**** Reading passage
May  7 06:15:11 rc_service: wanduck 1028:notify_rc restart_wan_if 0
May  7 06:15:11 custom_script: Running /jffs/scripts/service-event (args: restart wan_if)
May  7 06:15:15 custom_script: Running /jffs/scripts/firewall-start (args: eth0)
May  7 06:15:15 YazFi: Firewall restarted - sleeping 30s before running YazFi
May  7 06:15:15 wan: finish adding multi routes
May  7 06:15:15 miniupnpd[13368]: shutting down MiniUPnPd
May  7 06:15:15 miniupnpd[28003]: HTTP listening on port 40707
May  7 06:15:15 miniupnpd[28003]: Listening for NAT-PMP/PCP traffic on port 5351

May  7 06:15:17 WAN_Connection: WAN was restored.


Meanwhile, modem's log:
Code:
2021-05-07 06:15:09 WAN connection INTERNET_VOICE_TR069_R_UMTS1:IPv4 connected
2021-05-07 06:15:05 WAN connection INTERNET_VOICE_TR069_R_UMTS1:IPv4 disconnected

2021-05-07 01:44:15 WAN connection INTERNET_VOICE_TR069_R_UMTS1:IPv4 connected
2021-05-07 01:44:11 WAN connection INTERNET_VOICE_TR069_R_UMTS1:IPv4 disconnected

My next goal is to try and optimize ChkWAN to react faster (setting it to tries=1 maybe) and to get downtime to 2-3 min max.
Fortunatelly, these several days I had zero false positive pings so I'm also considering using ping method only, one try, then restart WAN.
 
I have been watching this thread with interest because I experience the same intermittent problem of my router (RT-AX88U) sometimes staying disconnected after the WAN is lost. It's very hard to pin down since it happens in an interval of 1 to 5 days. I have to admit it had started when my ISP replaced my media converter with an ONT and also replaced all the network equipment on its side.

In my case it is definitely not a problem with WAN DHCP lease renewal. When the Internet goes down and the router stays disconnected, Internet connectivity is definitely at the ONT. For whatever reason, the router is not able to regain WAN connectivity. A router reboot solves this. An ONT reboot does not!

I think the ONT is at fault here but there also seems to be a bug in the Asus firmware. The ONT behavior might trigger something inside the router or vice versa. I know that some neighbors, with the same ONT, but different routers, have similar & different problems or none at all.

I will have to see how a different ONT model behaves.

I'd be interested if someone has any ideas how to track down in the Asus firmware code, where this issue might be buried. I looked into wanduck.c and wan.c a bit however nothing obvious pops out.
********
--- Aim 1 ---
Pull out every line of the records that contains the string "water", treating uppercase and lowercase as different.
The forum thread and the records were gathered from separate sources.
**** Given information
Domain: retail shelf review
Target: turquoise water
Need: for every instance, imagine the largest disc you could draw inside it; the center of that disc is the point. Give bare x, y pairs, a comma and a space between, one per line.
********
**** Given information
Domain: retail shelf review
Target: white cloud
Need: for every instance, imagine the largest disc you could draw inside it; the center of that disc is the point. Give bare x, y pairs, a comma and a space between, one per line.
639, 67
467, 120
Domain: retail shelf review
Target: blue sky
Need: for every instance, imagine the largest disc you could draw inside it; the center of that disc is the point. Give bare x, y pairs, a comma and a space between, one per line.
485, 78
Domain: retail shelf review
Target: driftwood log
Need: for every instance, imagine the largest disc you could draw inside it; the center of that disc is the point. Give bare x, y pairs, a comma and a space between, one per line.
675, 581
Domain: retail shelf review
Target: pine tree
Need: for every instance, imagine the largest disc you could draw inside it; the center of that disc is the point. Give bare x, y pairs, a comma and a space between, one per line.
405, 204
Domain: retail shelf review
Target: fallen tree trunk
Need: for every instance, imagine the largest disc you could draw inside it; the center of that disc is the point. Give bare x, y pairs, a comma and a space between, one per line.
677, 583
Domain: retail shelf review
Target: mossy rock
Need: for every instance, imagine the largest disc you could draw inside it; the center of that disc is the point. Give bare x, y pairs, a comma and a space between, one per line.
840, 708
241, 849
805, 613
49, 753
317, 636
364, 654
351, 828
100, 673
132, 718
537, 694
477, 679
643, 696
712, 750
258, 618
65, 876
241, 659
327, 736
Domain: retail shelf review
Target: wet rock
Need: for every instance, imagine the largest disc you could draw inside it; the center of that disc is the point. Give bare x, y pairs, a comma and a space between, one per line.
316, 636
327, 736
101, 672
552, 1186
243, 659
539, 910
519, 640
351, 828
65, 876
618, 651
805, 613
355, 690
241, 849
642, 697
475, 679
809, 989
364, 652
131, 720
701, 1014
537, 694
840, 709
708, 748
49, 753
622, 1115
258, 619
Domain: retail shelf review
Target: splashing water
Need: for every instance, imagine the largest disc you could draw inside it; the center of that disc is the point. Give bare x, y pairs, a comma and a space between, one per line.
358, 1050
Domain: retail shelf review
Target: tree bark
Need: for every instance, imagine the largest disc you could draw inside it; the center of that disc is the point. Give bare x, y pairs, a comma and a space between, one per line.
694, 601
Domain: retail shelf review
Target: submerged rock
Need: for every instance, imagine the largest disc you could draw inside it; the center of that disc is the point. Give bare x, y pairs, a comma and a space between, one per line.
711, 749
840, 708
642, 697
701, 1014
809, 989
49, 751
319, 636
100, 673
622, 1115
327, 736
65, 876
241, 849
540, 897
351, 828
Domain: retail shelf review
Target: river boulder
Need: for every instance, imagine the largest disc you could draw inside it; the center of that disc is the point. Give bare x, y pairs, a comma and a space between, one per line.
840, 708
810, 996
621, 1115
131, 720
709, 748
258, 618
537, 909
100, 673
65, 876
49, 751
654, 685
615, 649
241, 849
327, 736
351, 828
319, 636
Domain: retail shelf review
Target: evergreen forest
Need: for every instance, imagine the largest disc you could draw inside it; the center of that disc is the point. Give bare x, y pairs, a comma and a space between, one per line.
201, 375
********
--- Aim 2 ---
Please write out part of the forum thread verbatim: begin at the words "I have been" and stop after "reboot does not!".

--- Written solution 1 ---
Target: turquoise water
Target: splashing water

--- Written solution 2 ---
I have been watching this thread with interest because I experience the same intermittent problem of my router (RT-AX88U) sometimes staying disconnected after the WAN is lost. It's very hard to pin down since it happens in an interval of 1 to 5 days. I have to admit it had started when my ISP replaced my media converter with an ONT and also replaced all the network equipment on its side.

In my case it is definitely not a problem with WAN DHCP lease renewal. When the Internet goes down and the router stays disconnected, Internet connectivity is definitely at the ONT. For whatever reason, the router is not able to regain WAN connectivity. A router reboot solves this. An ONT reboot does not!